### [Short exercise]
Copy out, with no changes, the lines below from the one containing "Expected behaviour: the pointer locates the large" through the end of the records, including both ends.
━━━ Material for this task ━━━
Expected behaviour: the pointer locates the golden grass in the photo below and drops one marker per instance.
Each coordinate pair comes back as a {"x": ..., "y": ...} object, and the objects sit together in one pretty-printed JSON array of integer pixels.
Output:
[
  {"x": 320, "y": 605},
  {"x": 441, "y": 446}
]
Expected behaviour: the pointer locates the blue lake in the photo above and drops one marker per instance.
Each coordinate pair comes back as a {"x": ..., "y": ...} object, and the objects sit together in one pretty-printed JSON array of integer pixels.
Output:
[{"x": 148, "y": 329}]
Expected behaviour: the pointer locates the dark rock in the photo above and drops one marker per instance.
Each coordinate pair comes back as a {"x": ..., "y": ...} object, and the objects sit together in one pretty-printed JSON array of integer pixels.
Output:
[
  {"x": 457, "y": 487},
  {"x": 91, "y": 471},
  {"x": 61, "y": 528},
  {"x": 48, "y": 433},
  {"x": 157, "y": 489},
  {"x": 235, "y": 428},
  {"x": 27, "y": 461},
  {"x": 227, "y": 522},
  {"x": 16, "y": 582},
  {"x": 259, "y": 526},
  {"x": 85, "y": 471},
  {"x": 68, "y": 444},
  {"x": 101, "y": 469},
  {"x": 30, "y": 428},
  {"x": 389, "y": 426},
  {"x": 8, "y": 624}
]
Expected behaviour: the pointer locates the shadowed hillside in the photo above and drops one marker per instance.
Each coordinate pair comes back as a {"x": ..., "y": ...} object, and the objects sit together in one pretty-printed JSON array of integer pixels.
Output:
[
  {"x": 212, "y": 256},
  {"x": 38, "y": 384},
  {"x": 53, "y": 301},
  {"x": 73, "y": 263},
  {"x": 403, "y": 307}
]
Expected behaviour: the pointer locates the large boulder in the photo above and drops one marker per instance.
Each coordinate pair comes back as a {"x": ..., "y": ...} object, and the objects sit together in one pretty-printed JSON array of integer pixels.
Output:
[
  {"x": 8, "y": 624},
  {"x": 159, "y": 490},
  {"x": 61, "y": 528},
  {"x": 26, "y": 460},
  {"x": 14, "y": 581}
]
━━━
### [Output of the exercise]
Expected behaviour: the pointer locates the large boulder in the photo above and drops one marker per instance.
Each coordinate pair comes back as a {"x": ..., "y": ...} object, and the objects sit together in one pretty-printed JSON array of integer pixels.
Output:
[
  {"x": 8, "y": 624},
  {"x": 159, "y": 490},
  {"x": 61, "y": 528},
  {"x": 26, "y": 460},
  {"x": 14, "y": 581}
]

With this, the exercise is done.